▶ _Task objective_
Format the following lines as a numbered list, omitting any blank lines.

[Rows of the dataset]

--- begin ---

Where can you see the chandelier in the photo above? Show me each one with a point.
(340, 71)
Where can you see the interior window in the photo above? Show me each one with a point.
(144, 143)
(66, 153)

--- end ---

▶ _Result for this exercise_
1. Where can you see the chandelier in the photo above? Show me each one with a point.
2. (340, 71)
3. Where can you see the interior window in the photo above? Show me each one with a point.
4. (144, 143)
5. (66, 153)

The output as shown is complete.